» Exercise objective:
Return the material below in full and exactly.

» Information provided:

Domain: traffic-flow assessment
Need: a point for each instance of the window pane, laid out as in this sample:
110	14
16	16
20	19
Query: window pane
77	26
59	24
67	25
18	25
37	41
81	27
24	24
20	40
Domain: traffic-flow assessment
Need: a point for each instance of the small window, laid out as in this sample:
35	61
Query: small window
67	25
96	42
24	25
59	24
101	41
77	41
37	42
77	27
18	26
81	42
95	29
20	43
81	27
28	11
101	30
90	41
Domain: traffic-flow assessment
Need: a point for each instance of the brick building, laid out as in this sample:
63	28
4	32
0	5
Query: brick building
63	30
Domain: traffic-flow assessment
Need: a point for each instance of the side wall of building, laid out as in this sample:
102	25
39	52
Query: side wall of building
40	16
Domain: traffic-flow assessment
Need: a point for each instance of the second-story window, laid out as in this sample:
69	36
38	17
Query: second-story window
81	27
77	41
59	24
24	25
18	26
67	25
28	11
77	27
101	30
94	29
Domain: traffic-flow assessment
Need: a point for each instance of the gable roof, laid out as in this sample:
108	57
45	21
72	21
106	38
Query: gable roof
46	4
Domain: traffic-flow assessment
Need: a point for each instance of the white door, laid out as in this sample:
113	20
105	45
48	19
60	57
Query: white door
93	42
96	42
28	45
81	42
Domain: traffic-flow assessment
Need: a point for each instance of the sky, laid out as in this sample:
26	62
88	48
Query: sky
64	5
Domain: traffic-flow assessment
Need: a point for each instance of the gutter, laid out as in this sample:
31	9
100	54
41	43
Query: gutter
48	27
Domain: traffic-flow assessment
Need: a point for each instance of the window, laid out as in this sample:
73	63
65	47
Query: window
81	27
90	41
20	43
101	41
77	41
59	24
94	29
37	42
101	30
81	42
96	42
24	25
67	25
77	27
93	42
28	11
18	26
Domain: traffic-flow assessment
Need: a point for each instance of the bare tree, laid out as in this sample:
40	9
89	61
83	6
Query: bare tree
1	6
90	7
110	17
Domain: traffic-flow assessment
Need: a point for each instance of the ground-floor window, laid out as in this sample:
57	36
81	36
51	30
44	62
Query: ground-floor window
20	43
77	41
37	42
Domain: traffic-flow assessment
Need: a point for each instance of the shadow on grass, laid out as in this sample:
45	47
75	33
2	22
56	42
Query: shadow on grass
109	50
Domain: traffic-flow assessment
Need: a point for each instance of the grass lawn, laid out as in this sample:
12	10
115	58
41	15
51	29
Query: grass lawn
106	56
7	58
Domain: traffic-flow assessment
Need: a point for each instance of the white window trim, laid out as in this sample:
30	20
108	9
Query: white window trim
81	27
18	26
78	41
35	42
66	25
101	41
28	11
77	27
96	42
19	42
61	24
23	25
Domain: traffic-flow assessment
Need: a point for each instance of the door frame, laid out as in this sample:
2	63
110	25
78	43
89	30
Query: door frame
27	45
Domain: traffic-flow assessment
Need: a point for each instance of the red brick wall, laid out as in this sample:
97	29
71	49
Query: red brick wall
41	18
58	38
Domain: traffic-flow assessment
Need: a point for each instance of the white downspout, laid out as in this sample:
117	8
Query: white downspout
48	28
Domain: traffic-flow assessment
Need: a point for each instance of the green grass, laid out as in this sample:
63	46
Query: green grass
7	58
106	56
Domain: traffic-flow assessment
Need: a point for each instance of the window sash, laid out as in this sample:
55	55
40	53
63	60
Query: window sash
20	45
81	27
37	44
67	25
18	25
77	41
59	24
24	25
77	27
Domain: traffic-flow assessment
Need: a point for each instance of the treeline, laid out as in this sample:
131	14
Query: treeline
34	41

» Answer below:
Domain: traffic-flow assessment
Need: a point for each instance of the window pane, laid out as in this sample:
110	14
16	16
20	19
Query: window pane
77	26
59	24
67	25
18	25
37	41
81	27
24	24
20	40
Domain: traffic-flow assessment
Need: a point for each instance of the small window, laid out as in this sample:
35	61
Query: small window
67	25
96	42
24	25
59	24
101	41
77	41
37	42
77	27
18	26
81	42
95	29
20	43
81	27
28	11
101	30
90	41
Domain: traffic-flow assessment
Need: a point for each instance of the brick building, laid out as in this sample:
63	28
4	32
0	5
Query: brick building
63	30
Domain: traffic-flow assessment
Need: a point for each instance of the side wall of building, laid out as in this sample:
102	25
39	52
Query: side wall of building
40	16
Domain: traffic-flow assessment
Need: a point for each instance of the second-story window, laid out as in this sample:
69	36
38	17
Query: second-story window
81	27
77	41
59	24
24	25
18	26
67	25
28	11
77	27
101	30
94	29
Domain: traffic-flow assessment
Need: a point for each instance of the gable roof, laid out as in this sample:
108	57
45	21
72	21
106	38
Query: gable roof
46	4
Domain: traffic-flow assessment
Need: a point for each instance of the white door, laid out as in this sample:
113	20
105	45
48	19
60	57
Query: white door
93	42
96	42
28	45
81	42
Domain: traffic-flow assessment
Need: a point for each instance of the sky, laid out as in this sample:
26	62
88	48
Query: sky
64	5
Domain: traffic-flow assessment
Need: a point for each instance of the gutter, laid out as in this sample:
31	9
100	54
41	43
Query: gutter
48	27
Domain: traffic-flow assessment
Need: a point for each instance of the window, laid out as in this sample:
73	63
65	47
Query: window
81	27
90	41
20	43
101	41
77	41
59	24
94	29
37	42
101	30
81	42
96	42
24	25
67	25
77	27
93	42
28	11
18	26
Domain: traffic-flow assessment
Need: a point for each instance of the bare tree, laid out as in this sample:
40	9
89	61
83	6
Query: bare tree
1	6
90	7
110	17
Domain: traffic-flow assessment
Need: a point for each instance of the ground-floor window, laid out as in this sample:
57	36
81	36
51	30
44	62
Query: ground-floor window
20	43
77	41
37	42
Domain: traffic-flow assessment
Need: a point for each instance of the shadow on grass, laid out as in this sample:
45	47
75	33
2	22
56	42
Query: shadow on grass
109	50
Domain: traffic-flow assessment
Need: a point for each instance of the grass lawn, laid out as in this sample:
12	10
115	58
41	15
51	29
Query: grass lawn
106	56
7	58
Domain: traffic-flow assessment
Need: a point for each instance of the white window trim, laid out as in this sample:
30	20
108	9
Query: white window trim
81	27
18	26
78	41
35	42
66	25
101	41
28	11
77	27
96	42
19	42
61	24
23	25
Domain: traffic-flow assessment
Need: a point for each instance of the door frame, laid out as in this sample:
2	63
110	25
78	43
89	30
Query: door frame
27	45
Domain: traffic-flow assessment
Need: a point for each instance of the red brick wall, laid out as in this sample:
97	29
71	49
Query: red brick wall
41	18
58	38
Domain: traffic-flow assessment
Need: a point for each instance of the white downspout, laid out as in this sample:
117	8
Query: white downspout
48	28
Domain: traffic-flow assessment
Need: a point for each instance of the green grass, laid out as in this sample:
63	46
Query: green grass
7	58
106	56
Domain: traffic-flow assessment
Need: a point for each instance of the window sash, laid out as in this sample:
55	55
40	53
63	60
Query: window sash
20	45
81	27
37	44
67	25
18	25
77	41
59	24
24	25
77	27
Domain: traffic-flow assessment
Need: a point for each instance of the treeline, laid out as in this sample:
131	14
Query: treeline
34	41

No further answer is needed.